The Best Gear Ever

This feature article originally appeared in Canoeroots and Family Camping magazine.

To overcome and work with the challenges that traveling by canoe presents, we’ve had to be ingenious, innovative, resourceful. Not just in creating new tools but in borrowing and plagiarizing from unlikely areas: medicine, the military, the space program, telecommunications, electronics, aviation and other better funded enterprises. Along the way, we’ve developed an appreciation for what works— from durable designs to clever chemistry. Occasionally, we’ve even stopped to thank the rainy heavens for a versatile polymer.


Cliff Jacobson


A highly respected outdoors author, ACA Hall of Famer and long-time wilderness guide, Jacobson is the most published canoeing and camping writer of this century, with book sales approaching one million copies. His manual Expedition Canoeing, first published in 1984, is the authoritative resource for wilderness canoe expeditions.

Kevin Callan


Along with authoring 13 canoeing and camping guides, including the best selling The Happy Camper, Callan has been a key speaker at all the major canoe events across North America for over 25 years. Discussions on camping gear comprise no less than 45 pages in his recent book, Wilderness Pleasures: A Practical Guide to Camping Bliss.


Duluth Pack and Canoe Barrel

Duluth Pack

Patented in 1882 by French-Canadian leather worker Camille Poirier, the Duluth Pack, as it would come to be known, combined strength, endurance and elegance in a soft, appealing package that was easy to construct and repair. Poirier’s revolutionary addition of a sternum strap and still-novel shoulder straps to the traditional tump sack made this the great-granddaddy of all modern backpacks.

Picture a canvas pillowcase with leather shoulder straps, brass buckles and a long closing flap. Add a tumpline and you have a Duluth pack. Unlike modern packs that must be laid flat in a canoe—their mouths in contact with bilge water—Duluth packs sit upright, out of the wet. They are as comfortable to carry as any modern pack if you use the tumpline, and are also less expensive—important to the canoeist who may need several packs for a long trip. Space counts on a canoe trip; an empty Duluth pack can be folded and stored inside another pack. —CJ

Canoe Barrels

The plastic olive barrel is today’s waterproof version of a traditional wooden wanigan. In the mid-1980s, a few canoeists began picking them up at yard sales or delicatessens after realizing that the watertight containers were perfect for keeping gear dry. Now you can buy 30- and 60-liter barrels at any outdoor store.

Just like using a traditional wanigan, however, it’s a love-hate relationship. The barrel has all the advantages of the conventional wooden box—the lid even seconds as a cut- ting board—but in no way is it comfortable to carry. At least it doesn’t rely exclusively on a tumpline; the barrel also comes with shoulder straps or can be slipped inside an old canvas pack. I strongly recommend paying the extra cost for a high-quality barrel harness, like Ostrom Packs’ Voyager model, and getting a barrel with handles for hauling in and out of the canoe. —KC

Nalgene Bottle

Nalgene Bottles

I discovered Nalgene bottles in the mid 1960s while teaching high school science in Indiana. Most of the chemicals we purchased came in them. When the bottles were empty, I scrubbed them out and zealously saved them for canoeing. They were the most air- and watertight bottles available at the time, and their thick plastic walls made them virtually indestructible. What really made them special was the thread design of the cap, which absolutely, positively, never leaked.

## Required work
#1 In the canoe gear article, condense the paragraph beginning "Picture a canvas pillowcase" into a short list of its main facts.
#2 Reproduce the canoe gear article word for word from "The plastic olive" to "any outdoor store.".
The records that come next have no connection to the canoe gear article.

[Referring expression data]
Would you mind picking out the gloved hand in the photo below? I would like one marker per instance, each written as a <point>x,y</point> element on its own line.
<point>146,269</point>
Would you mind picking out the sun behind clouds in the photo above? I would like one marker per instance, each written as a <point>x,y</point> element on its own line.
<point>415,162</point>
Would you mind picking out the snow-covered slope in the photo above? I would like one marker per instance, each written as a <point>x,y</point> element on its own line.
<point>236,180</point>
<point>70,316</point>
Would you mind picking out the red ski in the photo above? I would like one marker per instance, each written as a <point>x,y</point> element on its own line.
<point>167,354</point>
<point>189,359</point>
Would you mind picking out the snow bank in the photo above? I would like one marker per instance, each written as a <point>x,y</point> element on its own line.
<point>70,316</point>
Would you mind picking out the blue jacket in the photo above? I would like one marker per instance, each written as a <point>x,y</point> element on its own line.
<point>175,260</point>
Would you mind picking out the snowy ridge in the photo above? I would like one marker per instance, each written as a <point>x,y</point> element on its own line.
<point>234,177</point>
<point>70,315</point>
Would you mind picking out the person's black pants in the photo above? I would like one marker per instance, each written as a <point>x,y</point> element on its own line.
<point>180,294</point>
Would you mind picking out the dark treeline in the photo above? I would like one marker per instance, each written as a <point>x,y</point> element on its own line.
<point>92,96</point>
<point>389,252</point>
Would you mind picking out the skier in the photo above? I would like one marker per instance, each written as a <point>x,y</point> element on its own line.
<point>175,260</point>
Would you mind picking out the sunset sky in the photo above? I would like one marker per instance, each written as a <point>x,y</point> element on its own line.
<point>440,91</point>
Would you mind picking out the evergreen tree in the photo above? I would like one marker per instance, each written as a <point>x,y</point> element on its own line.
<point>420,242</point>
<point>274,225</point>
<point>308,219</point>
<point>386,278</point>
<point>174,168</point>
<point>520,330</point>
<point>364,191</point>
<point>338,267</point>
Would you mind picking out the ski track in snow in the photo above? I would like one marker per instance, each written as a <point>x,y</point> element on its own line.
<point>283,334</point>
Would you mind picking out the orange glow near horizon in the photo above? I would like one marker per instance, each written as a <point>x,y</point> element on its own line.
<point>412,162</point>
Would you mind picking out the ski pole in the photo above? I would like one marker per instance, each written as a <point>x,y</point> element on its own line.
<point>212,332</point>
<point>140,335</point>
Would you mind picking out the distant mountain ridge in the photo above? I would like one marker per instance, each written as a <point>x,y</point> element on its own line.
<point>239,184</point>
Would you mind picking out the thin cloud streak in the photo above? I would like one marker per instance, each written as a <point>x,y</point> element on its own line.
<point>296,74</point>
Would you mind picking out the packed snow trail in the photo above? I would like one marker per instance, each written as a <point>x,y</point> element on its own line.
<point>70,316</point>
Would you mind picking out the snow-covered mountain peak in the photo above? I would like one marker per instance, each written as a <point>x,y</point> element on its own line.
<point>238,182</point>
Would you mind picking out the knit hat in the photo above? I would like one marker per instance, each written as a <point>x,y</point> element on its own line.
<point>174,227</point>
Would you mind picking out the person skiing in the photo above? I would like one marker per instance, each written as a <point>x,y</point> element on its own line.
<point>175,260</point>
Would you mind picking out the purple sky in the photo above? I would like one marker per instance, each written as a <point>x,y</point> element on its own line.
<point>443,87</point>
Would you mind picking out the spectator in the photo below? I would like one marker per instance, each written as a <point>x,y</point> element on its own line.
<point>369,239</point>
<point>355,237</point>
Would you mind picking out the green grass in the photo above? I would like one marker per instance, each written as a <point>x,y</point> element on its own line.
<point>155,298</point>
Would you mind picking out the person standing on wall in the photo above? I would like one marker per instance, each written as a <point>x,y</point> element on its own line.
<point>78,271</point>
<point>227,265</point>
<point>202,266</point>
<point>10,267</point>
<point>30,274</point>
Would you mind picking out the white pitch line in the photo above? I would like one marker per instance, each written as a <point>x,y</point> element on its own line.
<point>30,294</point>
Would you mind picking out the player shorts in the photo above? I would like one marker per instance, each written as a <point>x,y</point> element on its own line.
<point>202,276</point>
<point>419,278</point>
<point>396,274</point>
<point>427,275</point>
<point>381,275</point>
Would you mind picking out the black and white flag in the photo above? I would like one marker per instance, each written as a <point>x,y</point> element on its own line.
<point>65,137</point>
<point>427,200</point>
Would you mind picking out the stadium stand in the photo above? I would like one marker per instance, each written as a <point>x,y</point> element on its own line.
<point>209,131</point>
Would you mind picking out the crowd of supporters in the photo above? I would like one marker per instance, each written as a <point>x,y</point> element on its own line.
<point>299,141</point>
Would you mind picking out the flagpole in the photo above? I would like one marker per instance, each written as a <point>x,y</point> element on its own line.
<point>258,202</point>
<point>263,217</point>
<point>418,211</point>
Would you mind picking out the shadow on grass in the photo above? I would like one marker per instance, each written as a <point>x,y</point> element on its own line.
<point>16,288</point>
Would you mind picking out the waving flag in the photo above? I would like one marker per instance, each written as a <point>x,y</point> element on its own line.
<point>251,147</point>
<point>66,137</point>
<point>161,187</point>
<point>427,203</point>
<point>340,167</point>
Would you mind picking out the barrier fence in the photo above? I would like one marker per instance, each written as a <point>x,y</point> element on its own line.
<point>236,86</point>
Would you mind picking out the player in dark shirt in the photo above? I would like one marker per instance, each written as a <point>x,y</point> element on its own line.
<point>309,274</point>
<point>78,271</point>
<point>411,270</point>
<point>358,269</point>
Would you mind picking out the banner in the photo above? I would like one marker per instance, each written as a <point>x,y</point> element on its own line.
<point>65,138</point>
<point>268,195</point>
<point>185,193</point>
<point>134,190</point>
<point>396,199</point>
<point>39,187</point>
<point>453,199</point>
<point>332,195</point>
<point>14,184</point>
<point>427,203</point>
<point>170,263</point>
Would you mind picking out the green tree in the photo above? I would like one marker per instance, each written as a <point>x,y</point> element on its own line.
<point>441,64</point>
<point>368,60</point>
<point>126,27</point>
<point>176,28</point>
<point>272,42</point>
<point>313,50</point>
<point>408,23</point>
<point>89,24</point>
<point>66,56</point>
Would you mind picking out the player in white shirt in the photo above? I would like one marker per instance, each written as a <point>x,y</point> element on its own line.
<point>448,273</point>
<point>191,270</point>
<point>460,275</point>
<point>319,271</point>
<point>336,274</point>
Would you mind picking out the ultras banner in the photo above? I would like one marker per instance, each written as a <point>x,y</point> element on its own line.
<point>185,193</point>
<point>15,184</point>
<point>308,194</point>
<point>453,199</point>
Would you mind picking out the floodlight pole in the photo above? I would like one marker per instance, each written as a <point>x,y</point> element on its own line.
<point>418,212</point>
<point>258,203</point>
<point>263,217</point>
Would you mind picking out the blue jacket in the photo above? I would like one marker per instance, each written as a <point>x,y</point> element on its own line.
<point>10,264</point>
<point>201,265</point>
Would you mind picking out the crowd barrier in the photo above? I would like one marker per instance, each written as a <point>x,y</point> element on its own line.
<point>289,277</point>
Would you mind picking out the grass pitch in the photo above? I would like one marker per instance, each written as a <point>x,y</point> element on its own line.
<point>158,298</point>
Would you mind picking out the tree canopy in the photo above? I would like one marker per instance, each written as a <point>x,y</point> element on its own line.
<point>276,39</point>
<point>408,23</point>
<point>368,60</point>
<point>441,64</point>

## Answers to the problems
#1
- A Duluth pack is like a canvas pillowcase with leather shoulder straps, brass buckles, a long closing flap and a tumpline.
- It sits upright in a canoe, away from bilge water, unlike modern packs that must lie flat.
- With the tumpline, it carries as comfortably as any modern pack.
- It costs less, which matters when several packs are needed for a long trip.
- An empty one folds up and fits inside another pack, saving space.

#2
The plastic olive barrel is today’s waterproof version of a traditional wooden wanigan. In the mid-1980s, a few canoeists began picking them up at yard sales or delicatessens after realizing that the watertight containers were perfect for keeping gear dry. Now you can buy 30- and 60-liter barrels at any outdoor store.